AIM OF THE EXERCISE. Retype each record shown below, leaving every character as it is.

EXERCISE INPUTS.
====
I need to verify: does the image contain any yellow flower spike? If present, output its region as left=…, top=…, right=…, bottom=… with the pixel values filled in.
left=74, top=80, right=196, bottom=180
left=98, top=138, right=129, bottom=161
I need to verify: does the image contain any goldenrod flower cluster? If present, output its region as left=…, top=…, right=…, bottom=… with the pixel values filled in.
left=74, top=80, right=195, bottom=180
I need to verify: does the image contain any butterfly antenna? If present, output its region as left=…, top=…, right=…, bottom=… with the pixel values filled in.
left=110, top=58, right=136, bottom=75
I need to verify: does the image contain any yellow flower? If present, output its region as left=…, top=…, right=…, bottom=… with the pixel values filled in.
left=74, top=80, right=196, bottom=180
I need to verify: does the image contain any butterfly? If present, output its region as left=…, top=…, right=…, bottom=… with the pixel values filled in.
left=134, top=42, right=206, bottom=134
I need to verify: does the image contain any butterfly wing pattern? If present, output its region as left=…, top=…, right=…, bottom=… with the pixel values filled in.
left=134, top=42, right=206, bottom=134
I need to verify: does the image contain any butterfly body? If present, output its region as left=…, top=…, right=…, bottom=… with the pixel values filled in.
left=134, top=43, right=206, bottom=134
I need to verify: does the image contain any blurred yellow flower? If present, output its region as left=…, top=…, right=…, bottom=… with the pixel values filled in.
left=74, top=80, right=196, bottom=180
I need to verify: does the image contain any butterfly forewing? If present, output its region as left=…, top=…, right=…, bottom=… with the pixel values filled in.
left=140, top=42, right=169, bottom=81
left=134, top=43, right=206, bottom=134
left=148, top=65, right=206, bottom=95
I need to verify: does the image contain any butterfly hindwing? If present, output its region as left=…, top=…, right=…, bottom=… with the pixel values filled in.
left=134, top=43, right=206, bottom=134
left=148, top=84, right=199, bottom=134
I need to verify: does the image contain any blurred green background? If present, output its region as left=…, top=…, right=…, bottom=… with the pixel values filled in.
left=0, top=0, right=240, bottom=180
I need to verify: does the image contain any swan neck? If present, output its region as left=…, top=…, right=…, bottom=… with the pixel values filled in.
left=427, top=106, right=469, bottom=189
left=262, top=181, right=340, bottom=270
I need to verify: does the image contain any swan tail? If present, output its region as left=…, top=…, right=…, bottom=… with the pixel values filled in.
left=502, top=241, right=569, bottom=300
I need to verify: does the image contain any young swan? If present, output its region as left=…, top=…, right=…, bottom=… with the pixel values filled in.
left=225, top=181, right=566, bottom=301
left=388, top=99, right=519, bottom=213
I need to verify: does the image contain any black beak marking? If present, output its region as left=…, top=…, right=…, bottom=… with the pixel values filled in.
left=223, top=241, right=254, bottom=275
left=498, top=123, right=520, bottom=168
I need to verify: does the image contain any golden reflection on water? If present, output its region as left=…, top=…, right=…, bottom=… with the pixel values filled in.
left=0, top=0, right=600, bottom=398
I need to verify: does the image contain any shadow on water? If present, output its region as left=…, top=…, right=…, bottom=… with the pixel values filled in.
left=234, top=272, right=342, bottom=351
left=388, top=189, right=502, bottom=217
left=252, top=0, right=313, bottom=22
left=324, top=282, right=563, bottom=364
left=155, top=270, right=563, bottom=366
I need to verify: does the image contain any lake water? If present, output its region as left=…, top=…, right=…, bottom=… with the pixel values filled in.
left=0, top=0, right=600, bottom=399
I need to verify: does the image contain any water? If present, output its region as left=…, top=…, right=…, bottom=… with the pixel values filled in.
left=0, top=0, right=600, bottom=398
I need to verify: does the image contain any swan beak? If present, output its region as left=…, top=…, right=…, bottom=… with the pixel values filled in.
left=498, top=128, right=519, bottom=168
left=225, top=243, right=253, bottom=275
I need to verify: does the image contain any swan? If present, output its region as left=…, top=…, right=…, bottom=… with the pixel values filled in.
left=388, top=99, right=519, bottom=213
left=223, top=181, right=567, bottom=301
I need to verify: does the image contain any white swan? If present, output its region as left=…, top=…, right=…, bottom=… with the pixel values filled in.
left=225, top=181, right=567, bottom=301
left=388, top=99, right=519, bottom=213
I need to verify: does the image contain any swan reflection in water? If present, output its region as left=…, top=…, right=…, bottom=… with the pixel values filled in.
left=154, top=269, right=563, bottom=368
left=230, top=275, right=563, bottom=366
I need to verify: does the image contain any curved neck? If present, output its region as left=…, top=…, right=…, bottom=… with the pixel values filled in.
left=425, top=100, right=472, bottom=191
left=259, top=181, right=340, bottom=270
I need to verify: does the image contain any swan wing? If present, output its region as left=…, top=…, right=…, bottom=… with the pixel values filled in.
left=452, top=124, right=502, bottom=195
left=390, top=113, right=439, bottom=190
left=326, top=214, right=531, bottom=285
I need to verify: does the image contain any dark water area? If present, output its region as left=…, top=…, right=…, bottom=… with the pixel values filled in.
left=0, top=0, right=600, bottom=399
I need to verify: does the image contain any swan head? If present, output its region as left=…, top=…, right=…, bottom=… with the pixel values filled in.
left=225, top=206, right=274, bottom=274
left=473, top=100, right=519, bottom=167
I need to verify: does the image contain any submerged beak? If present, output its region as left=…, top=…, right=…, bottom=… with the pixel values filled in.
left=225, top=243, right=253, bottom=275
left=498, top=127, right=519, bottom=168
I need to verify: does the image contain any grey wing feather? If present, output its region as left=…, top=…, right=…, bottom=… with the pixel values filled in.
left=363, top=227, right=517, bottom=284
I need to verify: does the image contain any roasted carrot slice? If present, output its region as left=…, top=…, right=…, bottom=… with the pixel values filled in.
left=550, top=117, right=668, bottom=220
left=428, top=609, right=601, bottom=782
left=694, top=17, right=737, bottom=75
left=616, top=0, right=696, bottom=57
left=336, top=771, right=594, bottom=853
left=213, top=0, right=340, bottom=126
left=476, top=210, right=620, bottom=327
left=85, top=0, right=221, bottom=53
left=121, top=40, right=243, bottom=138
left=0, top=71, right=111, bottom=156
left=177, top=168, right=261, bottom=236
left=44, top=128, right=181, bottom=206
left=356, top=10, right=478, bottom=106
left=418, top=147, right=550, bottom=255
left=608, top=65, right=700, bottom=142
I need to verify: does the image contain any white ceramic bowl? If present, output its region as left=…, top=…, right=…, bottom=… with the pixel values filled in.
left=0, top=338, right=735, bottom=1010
====
OUTPUT FOR THIS TASK.
I need to verify: does the image contain any yellow flower spike? If present, output its region as left=…, top=…, right=…, bottom=… with the pixel values filled in.
left=74, top=80, right=196, bottom=180
left=98, top=138, right=129, bottom=161
I need to verify: does the image contain any goldenrod flower cluster? If present, output its region as left=…, top=…, right=…, bottom=… with the pixel values filled in.
left=74, top=80, right=195, bottom=180
I need to verify: does the image contain any butterfly antenna? If present, output its region as left=…, top=…, right=…, bottom=… with the pixel values filled in.
left=110, top=58, right=136, bottom=75
I need to verify: does the image contain any yellow flower? If present, output its region as left=…, top=…, right=…, bottom=… with the pixel values filled in.
left=74, top=80, right=196, bottom=180
I need to verify: does the image contain any butterfly? If present, output its region as left=…, top=…, right=…, bottom=… with the pixel values filled in.
left=134, top=42, right=206, bottom=134
I need to verify: does the image contain any butterfly wing pattern? If present, output its region as left=…, top=…, right=…, bottom=… with the pixel values filled in.
left=134, top=42, right=206, bottom=134
I need to verify: does the image contain any butterfly body? If present, output its region as left=…, top=…, right=…, bottom=… with the pixel values filled in.
left=134, top=43, right=206, bottom=134
I need to verify: does the image contain any blurred yellow flower? If present, output its region as left=…, top=…, right=…, bottom=… with the pixel values filled in.
left=74, top=80, right=196, bottom=180
I need to verify: does the image contain any butterfly forewing? If present, output its region as left=…, top=…, right=…, bottom=… with the pixel values filled in.
left=140, top=42, right=169, bottom=81
left=134, top=43, right=206, bottom=134
left=148, top=65, right=206, bottom=95
I need to verify: does the image contain any butterfly hindwing? If present, output its region as left=…, top=…, right=…, bottom=… with the pixel values filled in.
left=134, top=43, right=206, bottom=134
left=148, top=84, right=199, bottom=134
I need to verify: does the image contain any blurred green background? If present, output its region as left=…, top=…, right=…, bottom=… with the pixel values filled in.
left=0, top=0, right=240, bottom=180
I need to verify: does the image contain any swan neck? If present, output its region as left=…, top=…, right=…, bottom=… with the pixel values filled in.
left=427, top=106, right=469, bottom=189
left=262, top=181, right=340, bottom=270
I need to verify: does the image contain any swan tail? If present, output its region as left=…, top=…, right=…, bottom=… with the pixel values filled in.
left=502, top=241, right=569, bottom=300
I need to verify: does the image contain any young swan? If present, output its region as left=…, top=…, right=…, bottom=… with the pixel values filled in.
left=225, top=181, right=566, bottom=301
left=388, top=99, right=519, bottom=213
I need to verify: does the image contain any black beak marking? If present, output its region as left=…, top=…, right=…, bottom=… with the pixel values filled in.
left=223, top=241, right=254, bottom=275
left=498, top=123, right=520, bottom=168
I need to verify: does the image contain any golden reflection on water? If present, output its region as left=…, top=…, right=…, bottom=… with the pixel values filled in.
left=0, top=0, right=600, bottom=398
I need to verify: does the image contain any shadow on water? If present, output its region as left=…, top=…, right=…, bottom=… with the pixel values filled in.
left=234, top=272, right=342, bottom=351
left=388, top=189, right=502, bottom=217
left=252, top=0, right=313, bottom=22
left=324, top=282, right=563, bottom=364
left=155, top=270, right=563, bottom=366
I need to verify: does the image contain any lake water? If present, output its region as left=…, top=…, right=…, bottom=… with the pixel values filled in.
left=0, top=0, right=600, bottom=399
I need to verify: does the image contain any water? If present, output its region as left=…, top=…, right=…, bottom=… with the pixel values filled in.
left=0, top=0, right=600, bottom=398
I need to verify: does the image contain any swan beak? If present, output its region as left=…, top=…, right=…, bottom=… with the pixel values filled in.
left=498, top=128, right=519, bottom=168
left=225, top=243, right=253, bottom=275
I need to verify: does the image contain any swan? If present, output its region as left=…, top=…, right=…, bottom=… with the pixel values filled in.
left=388, top=99, right=519, bottom=213
left=223, top=181, right=567, bottom=301
I need to verify: does the image contain any white swan? If present, output its region as left=…, top=…, right=…, bottom=… with the pixel values filled in.
left=225, top=181, right=567, bottom=301
left=388, top=99, right=519, bottom=213
I need to verify: does the image contain any swan reflection in water? If present, output its region as left=…, top=…, right=…, bottom=… with the pixel values filled in.
left=154, top=269, right=563, bottom=368
left=230, top=275, right=563, bottom=366
I need to verify: does the image contain any curved neck? If present, output its region as left=…, top=…, right=…, bottom=… with the pixel values filled in.
left=425, top=100, right=472, bottom=191
left=259, top=181, right=340, bottom=270
I need to verify: does the image contain any swan wing? If present, output its region as left=…, top=…, right=…, bottom=… with the pixel values filled in.
left=452, top=124, right=502, bottom=195
left=390, top=113, right=439, bottom=190
left=326, top=214, right=531, bottom=285
I need to verify: does the image contain any dark water area? If present, output its region as left=…, top=…, right=…, bottom=… with the pixel values filled in.
left=0, top=0, right=600, bottom=399
I need to verify: does the image contain any swan head? If present, output its region as left=…, top=…, right=…, bottom=… with the pixel values filled in.
left=225, top=206, right=274, bottom=274
left=473, top=100, right=519, bottom=167
I need to verify: does the image contain any submerged beak? If present, output its region as left=…, top=…, right=…, bottom=… with the pixel values filled in.
left=225, top=243, right=253, bottom=275
left=498, top=127, right=519, bottom=168
I need to verify: does the image contain any grey wing feather? If present, output its region as left=…, top=…, right=…, bottom=… with the pixel values filled in.
left=363, top=227, right=517, bottom=284
I need to verify: does the image contain any roasted carrot slice? If present, output its region as left=…, top=…, right=…, bottom=… with the pixel values filled in.
left=550, top=117, right=668, bottom=220
left=428, top=609, right=601, bottom=782
left=694, top=17, right=737, bottom=75
left=616, top=0, right=696, bottom=57
left=336, top=771, right=594, bottom=853
left=213, top=0, right=340, bottom=126
left=476, top=210, right=620, bottom=327
left=85, top=0, right=221, bottom=53
left=121, top=40, right=243, bottom=138
left=0, top=71, right=111, bottom=156
left=177, top=168, right=261, bottom=236
left=44, top=128, right=181, bottom=206
left=356, top=10, right=478, bottom=106
left=418, top=147, right=550, bottom=255
left=608, top=65, right=700, bottom=142
I need to verify: does the image contain any white ceramic bowl? If present, output its region as left=…, top=…, right=…, bottom=… with the pixel values filled in.
left=0, top=338, right=735, bottom=1010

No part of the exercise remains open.